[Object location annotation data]
[Start]
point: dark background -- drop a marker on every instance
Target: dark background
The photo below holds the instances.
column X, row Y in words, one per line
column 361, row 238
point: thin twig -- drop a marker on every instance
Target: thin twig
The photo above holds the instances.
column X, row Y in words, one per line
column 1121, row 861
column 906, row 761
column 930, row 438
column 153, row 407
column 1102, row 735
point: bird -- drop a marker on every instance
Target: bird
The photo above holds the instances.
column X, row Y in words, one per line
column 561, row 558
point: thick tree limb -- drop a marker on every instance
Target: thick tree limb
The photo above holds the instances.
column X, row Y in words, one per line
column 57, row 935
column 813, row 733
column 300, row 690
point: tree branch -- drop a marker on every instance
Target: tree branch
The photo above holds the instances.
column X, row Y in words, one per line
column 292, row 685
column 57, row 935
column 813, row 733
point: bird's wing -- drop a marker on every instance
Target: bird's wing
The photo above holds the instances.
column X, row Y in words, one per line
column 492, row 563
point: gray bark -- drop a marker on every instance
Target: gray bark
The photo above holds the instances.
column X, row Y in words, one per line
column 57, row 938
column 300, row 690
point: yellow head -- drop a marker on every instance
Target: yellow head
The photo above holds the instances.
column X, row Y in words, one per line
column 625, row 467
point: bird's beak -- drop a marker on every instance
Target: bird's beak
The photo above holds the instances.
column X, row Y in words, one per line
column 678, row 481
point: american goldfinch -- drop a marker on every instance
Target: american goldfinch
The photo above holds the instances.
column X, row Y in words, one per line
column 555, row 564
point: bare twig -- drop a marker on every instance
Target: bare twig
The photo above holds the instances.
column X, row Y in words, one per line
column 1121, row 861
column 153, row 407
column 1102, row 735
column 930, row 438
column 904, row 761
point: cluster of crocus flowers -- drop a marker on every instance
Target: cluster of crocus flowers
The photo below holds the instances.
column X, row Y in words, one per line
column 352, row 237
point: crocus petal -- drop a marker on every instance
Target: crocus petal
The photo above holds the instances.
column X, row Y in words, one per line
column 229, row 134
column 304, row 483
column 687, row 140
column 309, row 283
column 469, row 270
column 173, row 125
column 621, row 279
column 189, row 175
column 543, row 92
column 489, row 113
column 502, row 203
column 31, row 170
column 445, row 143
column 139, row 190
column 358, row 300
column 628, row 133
[End]
*Work to complete*: Retype all of the rows above word for word, without changing anything.

*Response below*:
point: dark background -- drop a marker on every instance
Target: dark background
The photo below holds the instances.
column X, row Y in words, one per line
column 361, row 238
point: thin twig -- drop a marker on every instance
Target: thin twig
The photo above holds the instances.
column X, row Y in words, one per line
column 1121, row 861
column 906, row 761
column 930, row 438
column 153, row 407
column 1102, row 735
point: bird -- drop a marker on every instance
Target: bird
The photo above holds the instances.
column X, row Y in words, one per line
column 561, row 558
point: thick tree limb -- drop a marker on every instance
Target: thick tree limb
The photo above holds the instances.
column X, row Y in words, one per line
column 57, row 935
column 813, row 733
column 300, row 690
point: tree branch -- drop a marker on every instance
Target: tree branch
The photo above holds the instances.
column X, row Y in words, one per line
column 292, row 685
column 57, row 935
column 813, row 733
point: bird's wing -- drop a marker on every instance
Target: bird's wing
The photo above holds the instances.
column X, row Y in words, one per line
column 492, row 563
point: gray bark -- drop a marker on every instance
Target: gray bark
The photo above holds the instances.
column X, row Y in words, one per line
column 57, row 938
column 300, row 690
point: yellow head -- drop a marker on every instance
Target: yellow head
The photo above holds the instances.
column X, row Y in words, one per line
column 625, row 467
point: bird's beak -- drop a marker on every instance
Target: bird's beak
The photo above holds the instances.
column X, row Y in words, one per line
column 678, row 481
point: american goldfinch -- drop a marker on every instance
Target: american goldfinch
The photo above holds the instances.
column X, row Y in words, one per line
column 555, row 564
point: bare twig -- drop a marker on every instance
Target: bare twig
The photo above holds the instances.
column X, row Y in words, one per line
column 1121, row 861
column 153, row 407
column 1102, row 735
column 930, row 438
column 904, row 761
point: cluster of crocus flowers -- drop a marker on every instance
Target: cluster of crocus flowers
The photo below holds the instances.
column X, row Y in words, one per line
column 352, row 237
point: crocus petal -- drop a marker on every instance
Target: crocus petal
The photo above holds the instances.
column X, row Y in words, one per line
column 229, row 134
column 304, row 483
column 687, row 140
column 309, row 283
column 469, row 270
column 173, row 125
column 621, row 279
column 189, row 175
column 543, row 92
column 489, row 113
column 502, row 203
column 31, row 170
column 445, row 143
column 139, row 190
column 358, row 300
column 628, row 133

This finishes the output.